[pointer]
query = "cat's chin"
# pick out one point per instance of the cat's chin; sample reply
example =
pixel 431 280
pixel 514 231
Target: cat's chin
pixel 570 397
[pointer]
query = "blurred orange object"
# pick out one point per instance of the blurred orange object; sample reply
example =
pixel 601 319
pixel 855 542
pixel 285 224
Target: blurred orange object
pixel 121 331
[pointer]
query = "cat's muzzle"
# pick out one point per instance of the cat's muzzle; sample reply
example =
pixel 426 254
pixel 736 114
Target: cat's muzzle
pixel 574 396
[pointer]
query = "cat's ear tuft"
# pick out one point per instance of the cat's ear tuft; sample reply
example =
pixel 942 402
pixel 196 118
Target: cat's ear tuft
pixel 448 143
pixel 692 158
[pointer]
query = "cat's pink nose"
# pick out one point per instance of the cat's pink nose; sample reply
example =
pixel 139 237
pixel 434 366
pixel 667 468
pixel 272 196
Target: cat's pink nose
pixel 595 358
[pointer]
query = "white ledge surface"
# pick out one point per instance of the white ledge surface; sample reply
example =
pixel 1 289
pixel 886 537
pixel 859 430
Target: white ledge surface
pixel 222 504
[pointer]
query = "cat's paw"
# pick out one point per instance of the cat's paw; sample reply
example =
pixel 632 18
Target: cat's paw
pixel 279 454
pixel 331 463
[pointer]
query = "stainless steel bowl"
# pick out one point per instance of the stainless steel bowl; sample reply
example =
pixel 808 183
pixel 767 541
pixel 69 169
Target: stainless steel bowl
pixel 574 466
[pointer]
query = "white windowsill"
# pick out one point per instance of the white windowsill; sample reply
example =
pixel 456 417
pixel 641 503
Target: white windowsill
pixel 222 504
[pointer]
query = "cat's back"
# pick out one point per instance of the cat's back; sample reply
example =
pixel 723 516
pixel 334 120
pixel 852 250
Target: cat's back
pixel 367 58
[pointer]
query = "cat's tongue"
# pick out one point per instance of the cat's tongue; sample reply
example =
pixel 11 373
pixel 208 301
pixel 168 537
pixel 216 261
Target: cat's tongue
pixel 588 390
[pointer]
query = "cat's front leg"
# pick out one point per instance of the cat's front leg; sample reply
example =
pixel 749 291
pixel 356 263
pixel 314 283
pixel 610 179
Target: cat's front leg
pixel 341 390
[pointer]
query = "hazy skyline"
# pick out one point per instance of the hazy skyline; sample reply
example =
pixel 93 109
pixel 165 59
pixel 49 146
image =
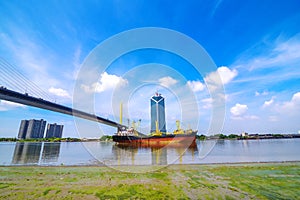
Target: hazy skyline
pixel 254 45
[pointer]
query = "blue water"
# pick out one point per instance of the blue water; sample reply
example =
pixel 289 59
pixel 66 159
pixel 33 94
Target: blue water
pixel 107 153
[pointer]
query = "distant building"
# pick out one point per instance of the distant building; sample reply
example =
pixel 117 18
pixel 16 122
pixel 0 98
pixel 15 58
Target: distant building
pixel 23 129
pixel 157 103
pixel 54 130
pixel 32 129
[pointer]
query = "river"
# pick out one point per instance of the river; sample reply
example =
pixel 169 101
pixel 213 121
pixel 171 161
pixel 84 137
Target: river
pixel 107 153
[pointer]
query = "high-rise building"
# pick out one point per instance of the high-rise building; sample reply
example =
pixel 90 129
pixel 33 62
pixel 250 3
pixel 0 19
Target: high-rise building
pixel 32 129
pixel 54 130
pixel 23 129
pixel 157 104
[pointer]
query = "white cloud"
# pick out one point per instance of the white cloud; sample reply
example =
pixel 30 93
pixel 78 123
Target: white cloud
pixel 268 103
pixel 273 118
pixel 239 109
pixel 264 93
pixel 7 105
pixel 59 92
pixel 196 86
pixel 292 104
pixel 106 82
pixel 167 81
pixel 223 75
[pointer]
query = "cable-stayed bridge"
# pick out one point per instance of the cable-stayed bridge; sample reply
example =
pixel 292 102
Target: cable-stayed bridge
pixel 11 77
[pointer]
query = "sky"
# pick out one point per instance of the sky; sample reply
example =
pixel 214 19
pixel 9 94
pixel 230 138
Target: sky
pixel 248 78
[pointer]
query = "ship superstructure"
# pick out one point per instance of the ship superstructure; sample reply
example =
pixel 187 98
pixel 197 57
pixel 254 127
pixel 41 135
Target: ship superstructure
pixel 158 135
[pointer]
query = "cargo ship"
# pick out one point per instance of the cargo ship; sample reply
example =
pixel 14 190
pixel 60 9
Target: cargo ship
pixel 179 138
pixel 159 137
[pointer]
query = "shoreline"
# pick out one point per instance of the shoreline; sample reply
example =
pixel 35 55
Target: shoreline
pixel 216 181
pixel 162 166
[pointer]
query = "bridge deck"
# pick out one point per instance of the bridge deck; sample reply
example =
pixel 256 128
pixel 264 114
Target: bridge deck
pixel 25 99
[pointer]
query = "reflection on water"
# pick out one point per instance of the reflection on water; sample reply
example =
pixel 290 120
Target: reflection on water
pixel 141 155
pixel 99 153
pixel 35 153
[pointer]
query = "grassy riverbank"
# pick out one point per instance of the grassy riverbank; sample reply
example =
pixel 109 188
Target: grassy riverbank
pixel 272 180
---
* **Instructions for the task**
Return the entries verbatim without images.

* **Answer**
[pointer]
query = "cat's chin"
# pick out one point per instance of the cat's chin; sample reply
example =
pixel 431 280
pixel 514 231
Target: cat's chin
pixel 570 397
[pointer]
query = "blurred orange object"
# pick out one point per instance of the blurred orange object; sample reply
example =
pixel 601 319
pixel 855 542
pixel 285 224
Target: blurred orange object
pixel 121 331
[pointer]
query = "cat's muzzle"
# pick out one point per instance of the cat's muzzle; sample reply
example =
pixel 426 254
pixel 736 114
Target: cat's muzzle
pixel 574 396
[pointer]
query = "cat's ear tuft"
# pick out one point per instance of the cat's ear tuft; sample reply
example =
pixel 942 402
pixel 196 118
Target: cat's ear tuft
pixel 448 143
pixel 692 158
[pointer]
query = "cat's pink nose"
# pick out one point per instance of the cat's pink nose; sample reply
example =
pixel 139 237
pixel 434 366
pixel 667 468
pixel 272 196
Target: cat's pink nose
pixel 595 358
[pointer]
query = "white ledge surface"
# pick out one point per instance of the white ledge surface; sample reply
example =
pixel 1 289
pixel 886 537
pixel 859 430
Target: white ledge surface
pixel 222 504
[pointer]
query = "cat's paw"
# pick out one point per instance of the cat's paw; sample reply
example =
pixel 632 18
Target: cat's paw
pixel 279 454
pixel 331 463
[pointer]
query = "stainless steel bowl"
# pick out one point per instance of the stainless steel bowl; sample reply
example =
pixel 808 183
pixel 767 541
pixel 69 169
Target: stainless steel bowl
pixel 574 466
[pointer]
query = "white windowsill"
# pick out one point per instance of the white windowsill; sample reply
example =
pixel 456 417
pixel 641 503
Target: white windowsill
pixel 222 504
[pointer]
query = "cat's back"
# pick out one point per instance of the cat's back; sample reply
example =
pixel 723 516
pixel 334 120
pixel 852 250
Target: cat's back
pixel 367 58
[pointer]
query = "cat's tongue"
# pick out one point per instance of the cat's tongue; sample reply
example =
pixel 11 373
pixel 208 301
pixel 168 537
pixel 216 261
Target: cat's tongue
pixel 588 390
[pointer]
query = "cat's front leg"
# pick out one point per instance of the cat's front leg; sample reply
example =
pixel 749 291
pixel 356 263
pixel 314 283
pixel 610 179
Target: cat's front leg
pixel 341 390
[pointer]
query = "hazy skyline"
# pick out one point per instance of the hazy skyline; sample reply
example =
pixel 93 109
pixel 165 59
pixel 49 146
image =
Target: hazy skyline
pixel 254 45
[pointer]
query = "blue water"
# pick out one point per instance of the blue water; sample reply
example =
pixel 289 59
pixel 66 159
pixel 33 94
Target: blue water
pixel 107 153
[pointer]
query = "distant building"
# pick out one point per instance of the distant building; sample reply
example =
pixel 117 18
pixel 16 122
pixel 0 98
pixel 15 58
Target: distant building
pixel 23 129
pixel 157 103
pixel 54 130
pixel 32 129
[pointer]
query = "river"
# pick out one point per instance of the river; sample reply
example =
pixel 169 101
pixel 213 121
pixel 171 161
pixel 84 137
Target: river
pixel 107 153
[pointer]
query = "high-rise building"
# pick out one point per instance of the high-rise building; sample reply
example =
pixel 90 129
pixel 33 62
pixel 250 3
pixel 0 19
Target: high-rise building
pixel 32 129
pixel 54 130
pixel 23 129
pixel 157 104
[pointer]
query = "white cloud"
# pick out one point per instance of the white cloud; sample reply
example =
pixel 30 93
pixel 78 123
Target: white cloud
pixel 268 103
pixel 273 118
pixel 239 109
pixel 264 93
pixel 7 105
pixel 59 92
pixel 196 86
pixel 292 104
pixel 106 82
pixel 167 81
pixel 223 75
[pointer]
query = "cable-stayed bridge"
# pick out one point per instance of the cable-stayed bridge; sample reply
example =
pixel 292 102
Target: cable-stayed bridge
pixel 11 77
[pointer]
query = "sky"
# pick out one point per instance of the sky; sample reply
example =
pixel 214 19
pixel 9 94
pixel 230 138
Target: sky
pixel 248 78
[pointer]
query = "ship superstructure"
# pick out one point per instance of the ship superstructure; sample reply
example =
pixel 187 98
pixel 197 57
pixel 254 127
pixel 41 135
Target: ship superstructure
pixel 158 135
[pointer]
query = "cargo ship"
# pick out one point per instance of the cargo ship; sample reply
example =
pixel 14 190
pixel 60 9
Target: cargo ship
pixel 179 138
pixel 159 137
[pointer]
query = "shoreline"
# pick out one point per instance of the shoreline; sample reply
example =
pixel 35 55
Target: shoreline
pixel 216 181
pixel 162 166
[pointer]
query = "bridge deck"
# pick out one point per instance of the bridge deck; sample reply
example =
pixel 256 128
pixel 264 114
Target: bridge deck
pixel 25 99
[pointer]
query = "reflection on water"
# pick out one point per instance of the reflection on water; sample reply
example =
pixel 290 120
Target: reflection on water
pixel 141 155
pixel 99 153
pixel 35 153
[pointer]
query = "grassy riverbank"
# pick out one point per instance of the grassy riverbank; sample reply
example =
pixel 109 188
Target: grassy riverbank
pixel 272 180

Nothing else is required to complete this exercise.